• **Task brief**: Present these lines as a Markdown table with the columns Number and Record line, numbering each row and omitting blank lines.

Stored items from a collection

= = =

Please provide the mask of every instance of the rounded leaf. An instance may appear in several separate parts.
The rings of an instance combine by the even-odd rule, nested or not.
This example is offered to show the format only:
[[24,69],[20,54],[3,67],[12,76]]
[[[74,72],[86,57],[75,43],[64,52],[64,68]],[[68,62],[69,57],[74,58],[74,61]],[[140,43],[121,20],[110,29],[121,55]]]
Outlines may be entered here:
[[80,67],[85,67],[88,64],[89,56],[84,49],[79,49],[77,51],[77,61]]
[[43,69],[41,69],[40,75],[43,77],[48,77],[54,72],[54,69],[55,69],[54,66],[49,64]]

= = =

• **Response to the task**:
| Number | Record line |
|---|---|
| 1 | Please provide the mask of every instance of the rounded leaf. An instance may appear in several separate parts. |
| 2 | The rings of an instance combine by the even-odd rule, nested or not. |
| 3 | This example is offered to show the format only: |
| 4 | [[24,69],[20,54],[3,67],[12,76]] |
| 5 | [[[74,72],[86,57],[75,43],[64,52],[64,68]],[[68,62],[69,57],[74,58],[74,61]],[[140,43],[121,20],[110,29],[121,55]]] |
| 6 | Outlines may be entered here: |
| 7 | [[80,67],[85,67],[88,64],[89,56],[84,49],[79,49],[77,51],[77,61]] |
| 8 | [[43,69],[41,69],[40,75],[43,77],[48,77],[54,72],[54,69],[55,69],[54,66],[49,64]] |